[BEGIN Selected text]

In this analysis, I illustrate a univariate linear regression following the approach outlined in the textbook “Linear Regression Using R” by David Lilja. I use a data set from the ISLR R package ISLR stands for the textbook “An Introduction to Statistical Learning: with Applications in R” by Gareth James, Daniela Witten, Trevor Hastie and Robert Tibshirani. ISLR contains a number of public data sets and I use a College admissions data set to illustrate the linear regression approach.
In the next section, I describe the data set and the method to gather the data. Then I visualize the data set with scatter plots and exploratory data analysis. Next, I run the regression and describe the model outputs. Finally, I conduct residual analysis to see if a univariate linear model can explain the data well.

[END Selected text]
[BEGIN Stored records]

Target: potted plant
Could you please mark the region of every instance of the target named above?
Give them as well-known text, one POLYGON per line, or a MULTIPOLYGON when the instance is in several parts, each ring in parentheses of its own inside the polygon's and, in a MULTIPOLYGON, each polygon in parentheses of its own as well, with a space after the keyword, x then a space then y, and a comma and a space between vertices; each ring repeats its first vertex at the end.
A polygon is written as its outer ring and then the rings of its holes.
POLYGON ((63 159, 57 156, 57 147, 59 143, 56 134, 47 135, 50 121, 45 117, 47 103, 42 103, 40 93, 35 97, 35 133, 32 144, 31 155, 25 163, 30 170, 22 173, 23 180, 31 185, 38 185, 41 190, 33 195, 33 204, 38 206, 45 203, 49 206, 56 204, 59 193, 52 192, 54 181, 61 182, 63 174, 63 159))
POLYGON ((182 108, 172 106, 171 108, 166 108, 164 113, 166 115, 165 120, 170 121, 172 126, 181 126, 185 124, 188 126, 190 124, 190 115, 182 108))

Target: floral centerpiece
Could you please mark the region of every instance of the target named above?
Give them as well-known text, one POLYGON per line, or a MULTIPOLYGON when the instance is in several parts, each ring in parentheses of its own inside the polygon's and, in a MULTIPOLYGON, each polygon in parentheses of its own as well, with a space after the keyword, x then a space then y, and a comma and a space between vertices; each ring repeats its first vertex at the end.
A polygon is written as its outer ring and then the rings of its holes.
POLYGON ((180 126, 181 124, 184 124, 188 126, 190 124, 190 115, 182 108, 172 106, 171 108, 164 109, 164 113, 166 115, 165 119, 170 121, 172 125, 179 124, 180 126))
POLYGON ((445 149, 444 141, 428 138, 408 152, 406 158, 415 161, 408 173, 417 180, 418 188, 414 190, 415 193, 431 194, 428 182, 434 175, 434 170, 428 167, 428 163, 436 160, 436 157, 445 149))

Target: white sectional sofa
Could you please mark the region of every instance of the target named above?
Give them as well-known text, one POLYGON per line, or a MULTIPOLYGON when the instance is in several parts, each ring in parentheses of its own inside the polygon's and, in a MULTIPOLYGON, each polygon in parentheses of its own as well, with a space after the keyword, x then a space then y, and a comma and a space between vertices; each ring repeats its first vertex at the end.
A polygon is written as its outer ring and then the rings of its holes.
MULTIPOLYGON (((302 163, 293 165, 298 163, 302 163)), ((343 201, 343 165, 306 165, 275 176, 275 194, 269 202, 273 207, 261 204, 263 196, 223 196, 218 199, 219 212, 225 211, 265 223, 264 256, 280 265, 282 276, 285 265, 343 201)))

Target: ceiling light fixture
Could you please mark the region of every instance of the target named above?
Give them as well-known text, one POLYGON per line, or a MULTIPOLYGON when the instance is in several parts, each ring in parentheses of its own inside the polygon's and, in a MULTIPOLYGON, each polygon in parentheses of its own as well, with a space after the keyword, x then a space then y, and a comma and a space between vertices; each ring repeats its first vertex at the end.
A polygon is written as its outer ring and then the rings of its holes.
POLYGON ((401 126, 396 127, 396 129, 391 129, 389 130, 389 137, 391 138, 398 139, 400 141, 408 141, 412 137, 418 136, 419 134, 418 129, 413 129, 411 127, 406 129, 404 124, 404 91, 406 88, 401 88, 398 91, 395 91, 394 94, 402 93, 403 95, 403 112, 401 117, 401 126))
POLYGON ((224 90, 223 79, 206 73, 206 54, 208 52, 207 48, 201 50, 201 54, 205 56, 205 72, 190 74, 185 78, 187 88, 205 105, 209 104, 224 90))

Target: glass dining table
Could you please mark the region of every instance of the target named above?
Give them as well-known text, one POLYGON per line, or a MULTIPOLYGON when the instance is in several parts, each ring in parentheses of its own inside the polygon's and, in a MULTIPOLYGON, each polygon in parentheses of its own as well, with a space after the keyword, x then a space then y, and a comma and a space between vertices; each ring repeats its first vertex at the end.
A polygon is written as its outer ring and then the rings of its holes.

[END Stored records]

Task list:
A - Reproduce the passage of the linear regression write-up between "In this analysis, I" and "the data well.", inclusive, copied word for word.
B - Carry on the linear regression write-up from its last sentence, not the material.

Answers below:
A -
In this analysis, I illustrate a univariate linear regression following the approach outlined in the textbook “Linear Regression Using R” by David Lilja. I use a data set from the ISLR R package ISLR stands for the textbook “An Introduction to Statistical Learning: with Applications in R” by Gareth James, Daniela Witten, Trevor Hastie and Robert Tibshirani. ISLR contains a number of public data sets and I use a College admissions data set to illustrate the linear regression approach.
In the next section, I describe the data set and the method to gather the data. Then I visualize the data set with scatter plots and exploratory data analysis. Next, I run the regression and describe the model outputs. Finally, I conduct residual analysis to see if a univariate linear model can explain the data well.

B -
We install the R package ISLR and then construct a dataframe with the required observations but just the columns needed for the univariate regression. The data set College is derived from the 1995 issue of US News and World Report according to the College{ISLR} documentation.
library(ISLR)
school_name = labels(College)[[1]] # Get the school names as a column of string from the College data fram.
Apps = College$Apps # This column is the number of applications submitted in 1995
Enroll = College$Enroll # This column is the number of enrolled students in 1995 in each college
# This column is the percentage of entering students
# who were in the top 10 percent in their high school class.
Top10 = College$Top10perc
dat = data.frame( school_name, Apps, Enroll, Admission = Enroll/Apps, Top10 )
head(dat)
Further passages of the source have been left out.